EXCERPT PROVIDED:
Originally Posted by
Occam's Banana
You must spread some Reputation around before giving it to jmdrake again.
Exactly. That's precisely what I was getting at when I said this:
Although I understand and sympathize with the impulse to use them, I'm no fan of anti-trust laws, either, though - or of their application against Google, et al. in the name of dealing with their censorship & "misinformation" shenanigans. I'd prefer to see a First Amendment approach - the government is infringing speech by proxy and cat's-paw - rather than an anti-trust approach. But ultimately, I don't think it really matters. Either way, the government is simply not going to act to significantly inhibit or prevent Google, et al. from cooperating with the government and doing what the government wants them to do. That is, after all, why they are colluding and collaborating with each other in the first place.
The root and locus of the problem is not the "Big Tech" firms and their censorship & "misinformation" shenanigans. They are just the symptom, not the disease, and treating the symptom by targeting legislation (or anti-trust action, or anything else) at them - assuming you can even accomplish that in the first place - is not going to cure the disease. At best, it will merely change the manner in which the disease manifests and operates, without mitigating or curing the disease at all. (And as I noted in my previous post, it may well make things even worse than they already are by motivating the targets to seek, acquire, and exploit even greater influence with politicians and bureaucrats than they already have.)

PROBLEMS TO WORK ON:
A – In the forum post, which approach does the writer say they would prefer to an anti-trust approach?
B – Please continue the forum post, starting after its final sentence.
The listing below the forum post comes from a separate source.

SOURCE MATERIAL:
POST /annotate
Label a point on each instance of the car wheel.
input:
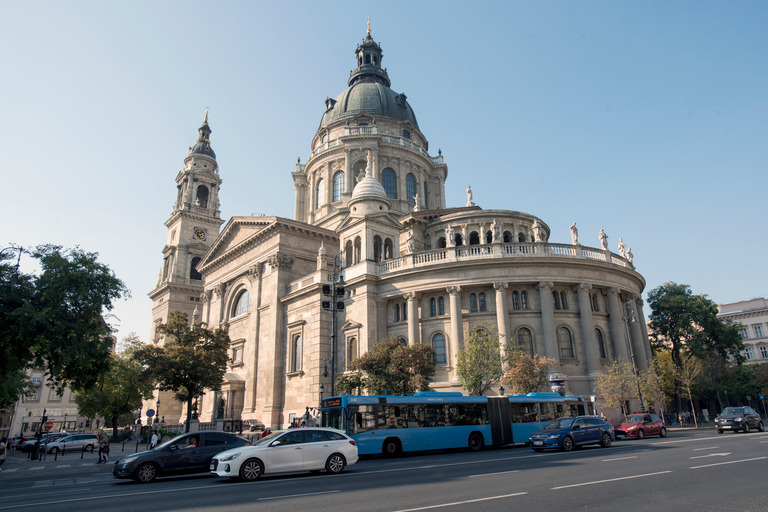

RESULTS IN ORDER:
A – A First Amendment approach.

B –
The disease - the actual root and locus of the problem - is the fact that the government has far too much power. Until that changes (if it ever does), all the legislation (or trust-busting, or what-have-you) in the world won't really make a damn bit of difference, any more than rearranging deck chairs on the Titanic would have. In fact, if any;thing, it will do just the opposite, since legislation (and trust-busting, and what-have-you) necessarily involves the government doing more and wielding more power, which is the source of the whole problem to begin with. In this case, the hair of the dog will only make things worse.
To put things in a nutshell: anything that does not involve the circumscription, curtailment, or reduction of government power is at best a complete and utter waste of time (and at worst is counter-productive and actively dangerous). Any legislation, course of action, etc. that does not aim at curtailing, reducing, or eliminating government power is simply not to be taken seriously as a "solution" to anything.